Goal of the exercise –
Your answer must be every line below, repeated exactly.

Input records –

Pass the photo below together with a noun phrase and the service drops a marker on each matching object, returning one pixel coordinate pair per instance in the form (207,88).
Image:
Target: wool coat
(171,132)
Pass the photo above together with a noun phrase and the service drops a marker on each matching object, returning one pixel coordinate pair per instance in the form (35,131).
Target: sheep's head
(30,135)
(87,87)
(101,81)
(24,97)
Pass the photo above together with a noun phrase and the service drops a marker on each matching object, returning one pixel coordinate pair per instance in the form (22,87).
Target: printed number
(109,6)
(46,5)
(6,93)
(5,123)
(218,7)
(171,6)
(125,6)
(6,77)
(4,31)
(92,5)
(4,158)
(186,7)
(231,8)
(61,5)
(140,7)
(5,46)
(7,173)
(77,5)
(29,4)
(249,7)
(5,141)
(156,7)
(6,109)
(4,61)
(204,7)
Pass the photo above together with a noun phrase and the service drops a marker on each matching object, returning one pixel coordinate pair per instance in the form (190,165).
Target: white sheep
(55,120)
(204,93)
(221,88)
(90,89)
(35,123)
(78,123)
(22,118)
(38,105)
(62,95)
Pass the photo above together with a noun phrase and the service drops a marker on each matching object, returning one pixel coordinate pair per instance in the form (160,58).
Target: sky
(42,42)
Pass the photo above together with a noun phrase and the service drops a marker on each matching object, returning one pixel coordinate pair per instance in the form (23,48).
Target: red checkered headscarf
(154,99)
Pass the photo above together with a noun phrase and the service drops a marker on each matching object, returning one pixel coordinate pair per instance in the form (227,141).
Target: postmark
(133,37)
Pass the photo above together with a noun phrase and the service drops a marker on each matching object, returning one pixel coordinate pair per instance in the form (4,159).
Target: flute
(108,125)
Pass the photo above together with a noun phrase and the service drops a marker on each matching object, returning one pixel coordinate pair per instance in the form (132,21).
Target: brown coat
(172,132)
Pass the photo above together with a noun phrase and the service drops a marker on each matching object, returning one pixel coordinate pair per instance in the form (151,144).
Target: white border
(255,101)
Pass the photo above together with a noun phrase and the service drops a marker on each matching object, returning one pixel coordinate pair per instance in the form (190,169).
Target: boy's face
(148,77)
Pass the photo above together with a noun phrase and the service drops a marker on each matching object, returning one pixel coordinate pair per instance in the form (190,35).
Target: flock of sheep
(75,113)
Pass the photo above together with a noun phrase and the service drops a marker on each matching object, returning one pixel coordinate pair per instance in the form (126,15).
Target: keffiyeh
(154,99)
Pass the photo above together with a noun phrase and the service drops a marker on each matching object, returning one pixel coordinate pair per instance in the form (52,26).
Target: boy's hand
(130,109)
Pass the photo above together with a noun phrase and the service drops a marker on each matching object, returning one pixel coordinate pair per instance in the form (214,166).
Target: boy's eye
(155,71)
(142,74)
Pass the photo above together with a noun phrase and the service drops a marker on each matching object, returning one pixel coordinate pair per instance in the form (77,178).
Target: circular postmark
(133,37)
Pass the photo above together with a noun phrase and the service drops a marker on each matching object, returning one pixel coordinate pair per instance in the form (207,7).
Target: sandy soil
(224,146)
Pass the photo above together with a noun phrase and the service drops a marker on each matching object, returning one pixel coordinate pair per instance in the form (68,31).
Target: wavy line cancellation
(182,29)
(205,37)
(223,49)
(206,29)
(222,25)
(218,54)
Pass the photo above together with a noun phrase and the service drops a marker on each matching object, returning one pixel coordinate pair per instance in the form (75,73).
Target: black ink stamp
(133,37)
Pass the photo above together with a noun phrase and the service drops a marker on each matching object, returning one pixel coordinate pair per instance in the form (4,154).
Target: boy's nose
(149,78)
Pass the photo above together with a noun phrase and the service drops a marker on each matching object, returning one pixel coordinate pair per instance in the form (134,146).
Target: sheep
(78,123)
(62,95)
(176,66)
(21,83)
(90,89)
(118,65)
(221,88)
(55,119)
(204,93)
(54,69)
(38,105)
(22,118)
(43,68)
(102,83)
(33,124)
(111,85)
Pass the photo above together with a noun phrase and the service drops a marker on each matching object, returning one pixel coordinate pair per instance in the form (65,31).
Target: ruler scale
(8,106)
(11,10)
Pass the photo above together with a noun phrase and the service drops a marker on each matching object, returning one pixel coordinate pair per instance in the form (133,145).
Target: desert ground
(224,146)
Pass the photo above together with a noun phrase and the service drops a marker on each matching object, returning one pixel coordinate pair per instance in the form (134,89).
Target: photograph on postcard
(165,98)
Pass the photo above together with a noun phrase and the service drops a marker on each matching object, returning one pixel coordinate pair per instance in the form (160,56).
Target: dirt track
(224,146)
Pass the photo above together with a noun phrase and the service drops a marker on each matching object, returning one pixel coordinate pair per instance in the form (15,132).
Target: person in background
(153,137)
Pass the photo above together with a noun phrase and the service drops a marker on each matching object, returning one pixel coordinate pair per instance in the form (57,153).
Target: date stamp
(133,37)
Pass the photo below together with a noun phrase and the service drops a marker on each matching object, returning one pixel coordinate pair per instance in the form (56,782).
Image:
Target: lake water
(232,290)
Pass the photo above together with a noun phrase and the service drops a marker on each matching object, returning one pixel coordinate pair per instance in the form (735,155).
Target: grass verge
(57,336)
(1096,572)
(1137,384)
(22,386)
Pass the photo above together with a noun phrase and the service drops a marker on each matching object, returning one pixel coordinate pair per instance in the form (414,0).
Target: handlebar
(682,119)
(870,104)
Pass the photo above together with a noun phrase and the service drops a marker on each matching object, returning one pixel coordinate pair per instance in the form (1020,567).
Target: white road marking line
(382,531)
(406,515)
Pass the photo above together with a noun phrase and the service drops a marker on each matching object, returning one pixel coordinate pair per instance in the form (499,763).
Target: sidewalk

Response for this exercise –
Pass the photo below together with a noun phrase and the service drops a marker on each matching object, returning one pixel coordinate pair per instance in the form (207,88).
Image:
Target: wool coat
(171,132)
Pass the photo above together with a noun phrase and the service drops a marker on each matching object, returning one pixel coordinate pair per instance in the form (35,131).
Target: sheep's head
(30,135)
(87,87)
(101,81)
(24,97)
Pass the photo above together with a noun phrase and the service drops a marker on each matching object, returning one pixel coordinate pair per instance in the form (22,87).
Target: printed number
(109,6)
(46,5)
(6,93)
(5,123)
(218,7)
(171,6)
(125,6)
(6,77)
(4,31)
(92,5)
(4,158)
(186,7)
(231,8)
(61,5)
(140,7)
(5,46)
(7,173)
(77,5)
(29,4)
(249,7)
(5,141)
(156,7)
(6,109)
(4,61)
(204,7)
Pass the photo above together with a noun phrase and the service drops a marker on each matching object, returning one pixel coordinate pair per instance in the form (190,165).
Target: white sheep
(55,120)
(204,93)
(221,88)
(90,89)
(35,123)
(78,123)
(22,118)
(38,105)
(62,95)
Pass the photo above together with a noun phrase and the service drops a marker on each matching object, returning one pixel coordinate pair per instance in the form (160,58).
Target: sky
(42,42)
Pass the photo above together with a noun phrase and the service drops a marker on each matching object, returning one pixel coordinate pair per instance in the form (23,48).
Target: red checkered headscarf
(154,99)
Pass the photo above together with a noun phrase and the service drops a marker on each matching object, returning one pixel coordinate pair per instance in the form (227,141).
Target: postmark
(133,37)
Pass the photo above together with a noun phrase and the service drops a marker on each matching object, returning one pixel coordinate pair per instance in the form (4,159).
Target: flute
(108,125)
Pass the photo above together with a noun phrase and the service drops a marker on each matching object, returning one pixel coordinate pair per instance in the form (132,21).
Target: brown coat
(172,132)
Pass the photo above together with a noun phrase and the service drops a marker on each matching object, returning one pixel coordinate pair per instance in the form (151,144).
Target: white border
(255,101)
Pass the photo above together with a noun phrase and the service drops a marker on each matching object, returning one pixel coordinate pair per instance in the form (190,169).
Target: boy's face
(148,77)
Pass the photo above together with a noun phrase and the service drops a marker on each matching object, returning one pixel coordinate pair per instance in the form (190,35).
Target: flock of sheep
(75,113)
Pass the photo above together with a noun phrase and the service drops a marker on each matching object, returning one pixel coordinate pair per instance in the form (126,15).
Target: keffiyeh
(154,99)
Pass the photo above together with a noun phrase and the service drops a marker on each matching object, returning one pixel coordinate pair per instance in the form (52,26).
Target: boy's hand
(130,109)
Pass the photo above together with a noun phrase and the service drops a marker on each matching object, returning one pixel coordinate pair per instance in the form (214,166).
Target: boy's eye
(155,71)
(142,74)
Pass the photo above together with a noun phrase and the service drops a marker on each matching object, returning one pixel coordinate pair per instance in the form (77,178).
Target: circular postmark
(133,37)
Pass the photo above together with a noun phrase and the service drops a marker on each matching object, returning one pixel coordinate pair per instance in the form (207,7).
Target: sandy soil
(224,146)
Pass the photo above together with a noun phrase and the service drops a marker on each matching object, returning one pixel coordinate pair per instance in the form (68,31).
Target: wavy line cancellation
(182,29)
(205,37)
(223,49)
(206,29)
(222,25)
(218,54)
Pass the photo above together with a noun phrase and the service drops a marker on each matching object, returning one pixel coordinate pair per instance in the form (75,73).
Target: black ink stamp
(133,37)
Pass the photo above together with a noun phrase and the service drops a marker on each matching object, returning one pixel coordinate pair per instance in the form (4,154).
Target: boy's nose
(149,78)
Pass the photo above together with a noun phrase and the service drops a marker on each matching object, returning one pixel coordinate pair per instance in the form (134,146).
Target: sheep
(78,123)
(62,95)
(176,66)
(21,83)
(90,89)
(118,65)
(221,88)
(55,119)
(204,93)
(54,69)
(38,105)
(22,118)
(43,68)
(102,83)
(33,124)
(111,85)
Pass the photo above together with a noun phrase and the service drops a marker on each matching object, returning one pixel coordinate pair per instance in the form (65,31).
Target: ruler scale
(8,106)
(11,10)
Pass the photo above together with a noun phrase and the service drops a marker on each matching object, returning one pixel coordinate pair per instance in the form (133,145).
Target: desert ground
(224,146)
Pass the photo above together with a noun phrase and the service drops a marker on each matching object, returning one pixel coordinate pair per instance in the form (134,89).
Target: photograph on postcard
(165,98)
Pass the photo above together with a noun phrase and the service drops a marker on each matching object, returning one pixel coordinate pair per instance in the form (160,56).
Target: dirt track
(224,146)
Pass the photo above together with a noun phrase and the service drops a marker on each matching object, returning one pixel coordinate pair per instance in the form (15,132).
Target: person in background
(153,137)
Pass the photo above together with a noun phrase and the service drops a marker on each matching object, returning one pixel coordinate pair per instance in the form (57,153).
Target: date stamp
(133,37)
Pass the photo below together with a noun phrase and the service drops a marker on each matching object, returning one pixel coordinate pair per instance in the form (56,782).
Image:
Target: lake water
(232,290)
Pass the photo above together with a noun phrase and the service drops a marker on each matching object, returning one pixel coordinate pair per instance in the form (735,155).
Target: grass verge
(57,336)
(1096,572)
(1137,384)
(22,386)
Pass the photo above together with a noun phrase and the service drops a marker on each matching object, returning one pixel coordinate pair per instance in the form (414,0).
Target: handlebar
(682,119)
(870,104)
Pass the photo above together with a noun phrase and the service drops a marker on each matching object, returning one pixel coordinate pair per instance in the form (1020,567).
Target: white road marking line
(382,531)
(406,515)
Pass the photo above together with a noun phrase and the service drops a marker on each matching object, returning one pixel coordinate pair per instance in the form (499,763).
Target: sidewalk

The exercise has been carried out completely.